#### AIM 1:
Identify every line of the entries that contains the string "cake", and copy each such line. Case counts.

#### READING TEXT:

Something like this could work for intervals in general, but is not very clean.

from creek.tools import dynamically_index, IndexUpdater, segment_overlaps
from typing import Iterator
inf = float('inf')

intervals_index_update: IndexUpdater

def intervals_index_update(current_index, data_item, intervals):
    # make sure intervals is an iterator (needs to be "consumed")
    assert isinstance(
        intervals, Iterator), "intervals needs to be an iterator (feed me iter(intervals))"
    bt, tt = current_index  # we're indexing with intervals here!
    if bt <= data_item < tt:
        return current_index
    else:
        return next(intervals, None)

flattened_multi_stream = list(MergedStreams(streams_map))

indices = list(map(lambda x: x[1][0], flattened_multi_stream))
intervals = [(0, 2), (2, 4), (4, 6), (6, 8)]

assert list(dynamically_index(indices, start=(inf, inf),
                              idx_updater=partial(intervals_index_update,
                                                  intervals=iter(intervals)))) == [
    ((inf, inf), 0),
    ((0, 2), 1),
    ((0, 2), 2),
    ((2, 4), 3),
    ((2, 4), 3),
    ((2, 4), 5),
    ((4, 6), 6)
]

Perhaps the dynamical indexing setup should be revised?

┆Issue is synchronized with this Asana task by Unito

[thorwhalen]

The following seems to work but should be cleaned up:

from itertools import count
from creek.scrap.multi_streams import MergedStreams
from itertools import tee
from typing import Iterable, Tuple
from numbers import Number

BT = Number
TT = Number
Interval = Tuple[BT, TT]
Intervals = Iterable[Interval]

no_more_data = type('NoMoreData', (), {})()

#### RECORD EXTRACTS:
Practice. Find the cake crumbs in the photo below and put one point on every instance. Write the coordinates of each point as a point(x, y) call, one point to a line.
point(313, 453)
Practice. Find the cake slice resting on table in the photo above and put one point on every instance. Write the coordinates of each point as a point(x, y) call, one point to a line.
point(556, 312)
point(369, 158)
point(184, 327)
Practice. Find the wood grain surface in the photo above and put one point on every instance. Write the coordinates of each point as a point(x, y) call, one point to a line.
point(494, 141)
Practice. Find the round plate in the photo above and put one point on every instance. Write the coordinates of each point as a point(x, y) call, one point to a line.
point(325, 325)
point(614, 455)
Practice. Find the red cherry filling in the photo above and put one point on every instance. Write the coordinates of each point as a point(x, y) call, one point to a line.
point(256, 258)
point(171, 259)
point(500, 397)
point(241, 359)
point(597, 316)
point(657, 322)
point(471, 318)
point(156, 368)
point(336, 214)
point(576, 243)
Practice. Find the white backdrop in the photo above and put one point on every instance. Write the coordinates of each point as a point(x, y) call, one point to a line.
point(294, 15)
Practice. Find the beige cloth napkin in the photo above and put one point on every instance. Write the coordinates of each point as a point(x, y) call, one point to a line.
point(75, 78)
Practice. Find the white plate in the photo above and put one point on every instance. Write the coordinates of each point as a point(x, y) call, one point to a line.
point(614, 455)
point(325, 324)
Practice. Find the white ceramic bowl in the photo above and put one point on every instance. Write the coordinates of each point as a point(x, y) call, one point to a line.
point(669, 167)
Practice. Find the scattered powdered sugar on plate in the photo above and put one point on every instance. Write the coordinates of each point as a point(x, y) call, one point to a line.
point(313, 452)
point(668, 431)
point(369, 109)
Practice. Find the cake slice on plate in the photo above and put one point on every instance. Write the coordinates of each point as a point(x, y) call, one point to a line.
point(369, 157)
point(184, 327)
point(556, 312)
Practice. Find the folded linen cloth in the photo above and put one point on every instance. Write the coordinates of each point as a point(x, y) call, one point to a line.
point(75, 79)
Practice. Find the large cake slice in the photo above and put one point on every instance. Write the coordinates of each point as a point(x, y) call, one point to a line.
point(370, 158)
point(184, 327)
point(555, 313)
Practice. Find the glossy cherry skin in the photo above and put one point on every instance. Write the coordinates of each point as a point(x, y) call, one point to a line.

#### AIM 2:
In the code excerpt, what value is passed as the start argument to dynamically_index?

#### WRITTEN REPLY 1:
Practice. Find the cake crumbs in the photo below and put one point on every instance. Write the coordinates of each point as a point(x, y) call, one point to a line.
Practice. Find the cake slice resting on table in the photo above and put one point on every instance. Write the coordinates of each point as a point(x, y) call, one point to a line.
Practice. Find the cake slice on plate in the photo above and put one point on every instance. Write the coordinates of each point as a point(x, y) call, one point to a line.
Practice. Find the large cake slice in the photo above and put one point on every instance. Write the coordinates of each point as a point(x, y) call, one point to a line.

#### WRITTEN REPLY 2:
(inf, inf)